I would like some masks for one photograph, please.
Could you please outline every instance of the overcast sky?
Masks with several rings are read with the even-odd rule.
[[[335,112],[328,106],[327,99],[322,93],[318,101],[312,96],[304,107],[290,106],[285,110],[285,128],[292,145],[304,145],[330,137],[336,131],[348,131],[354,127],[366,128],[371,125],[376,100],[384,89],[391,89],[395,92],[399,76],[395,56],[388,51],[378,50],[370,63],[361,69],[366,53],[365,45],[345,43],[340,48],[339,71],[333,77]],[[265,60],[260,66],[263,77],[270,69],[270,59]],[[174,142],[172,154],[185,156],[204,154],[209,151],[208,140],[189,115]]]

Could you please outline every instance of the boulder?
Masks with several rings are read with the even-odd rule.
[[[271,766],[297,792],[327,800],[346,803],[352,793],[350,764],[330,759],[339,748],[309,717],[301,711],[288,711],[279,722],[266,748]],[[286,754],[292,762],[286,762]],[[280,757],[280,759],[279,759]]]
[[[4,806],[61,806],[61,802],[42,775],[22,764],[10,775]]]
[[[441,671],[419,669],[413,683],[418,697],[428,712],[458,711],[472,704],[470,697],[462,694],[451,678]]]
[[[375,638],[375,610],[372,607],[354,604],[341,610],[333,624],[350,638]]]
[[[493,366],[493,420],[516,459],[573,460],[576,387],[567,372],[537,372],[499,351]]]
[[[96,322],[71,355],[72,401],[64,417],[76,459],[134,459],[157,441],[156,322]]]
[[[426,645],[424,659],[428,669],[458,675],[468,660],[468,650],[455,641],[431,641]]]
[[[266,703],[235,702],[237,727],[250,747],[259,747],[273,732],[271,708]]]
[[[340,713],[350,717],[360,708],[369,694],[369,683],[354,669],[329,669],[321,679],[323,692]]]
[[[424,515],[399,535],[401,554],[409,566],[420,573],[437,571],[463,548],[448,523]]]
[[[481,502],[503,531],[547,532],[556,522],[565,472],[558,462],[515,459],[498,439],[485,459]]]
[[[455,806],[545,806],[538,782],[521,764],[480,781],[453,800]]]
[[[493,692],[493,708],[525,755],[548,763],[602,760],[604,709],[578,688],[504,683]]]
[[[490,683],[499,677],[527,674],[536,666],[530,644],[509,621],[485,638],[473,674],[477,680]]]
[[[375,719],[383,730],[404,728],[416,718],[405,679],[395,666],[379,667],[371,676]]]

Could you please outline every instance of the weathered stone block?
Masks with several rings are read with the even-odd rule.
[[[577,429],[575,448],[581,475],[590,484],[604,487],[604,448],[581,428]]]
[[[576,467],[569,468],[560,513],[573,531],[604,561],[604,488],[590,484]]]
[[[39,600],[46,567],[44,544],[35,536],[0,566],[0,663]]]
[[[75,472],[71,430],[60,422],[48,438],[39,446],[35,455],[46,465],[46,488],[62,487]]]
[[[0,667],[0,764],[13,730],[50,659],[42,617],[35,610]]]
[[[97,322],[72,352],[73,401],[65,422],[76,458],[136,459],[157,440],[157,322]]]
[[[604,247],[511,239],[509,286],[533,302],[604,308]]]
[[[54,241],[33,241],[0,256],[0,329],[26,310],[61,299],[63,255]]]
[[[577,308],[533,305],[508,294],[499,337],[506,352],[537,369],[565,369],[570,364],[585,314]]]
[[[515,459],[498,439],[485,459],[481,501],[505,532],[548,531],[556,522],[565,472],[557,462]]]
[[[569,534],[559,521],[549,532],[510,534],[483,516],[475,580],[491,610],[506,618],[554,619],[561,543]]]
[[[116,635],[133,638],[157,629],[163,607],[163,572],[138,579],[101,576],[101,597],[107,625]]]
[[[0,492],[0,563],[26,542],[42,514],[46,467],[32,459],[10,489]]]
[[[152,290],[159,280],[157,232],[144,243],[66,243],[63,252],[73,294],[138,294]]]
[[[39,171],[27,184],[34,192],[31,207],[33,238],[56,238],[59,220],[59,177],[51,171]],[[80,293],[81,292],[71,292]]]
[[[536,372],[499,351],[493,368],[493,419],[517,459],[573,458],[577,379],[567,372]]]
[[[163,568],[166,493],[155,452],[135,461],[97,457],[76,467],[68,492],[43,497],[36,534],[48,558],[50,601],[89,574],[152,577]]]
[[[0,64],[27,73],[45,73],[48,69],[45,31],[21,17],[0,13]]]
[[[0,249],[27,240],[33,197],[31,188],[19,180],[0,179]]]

● ● ● ● ●

# BRIEF:
Could you format the entries as a JSON list of strings, one string per line, starting at the line that contains "Could you please outline every instance of the weathered" and stopping after the line that contains "[[[39,600],[46,567],[44,544],[35,536],[0,566],[0,663]]]", with blank lines omitted?

# FINISHED TASK:
[
  "Could you please outline every instance of the weathered stone block?",
  "Masks with several rings are read with the even-odd rule.",
  "[[[577,429],[575,448],[581,475],[590,484],[604,487],[604,448],[581,428]]]",
  "[[[576,467],[569,468],[560,513],[573,531],[604,561],[604,488],[590,484]]]",
  "[[[39,600],[46,567],[44,544],[35,536],[0,566],[0,663]]]"
]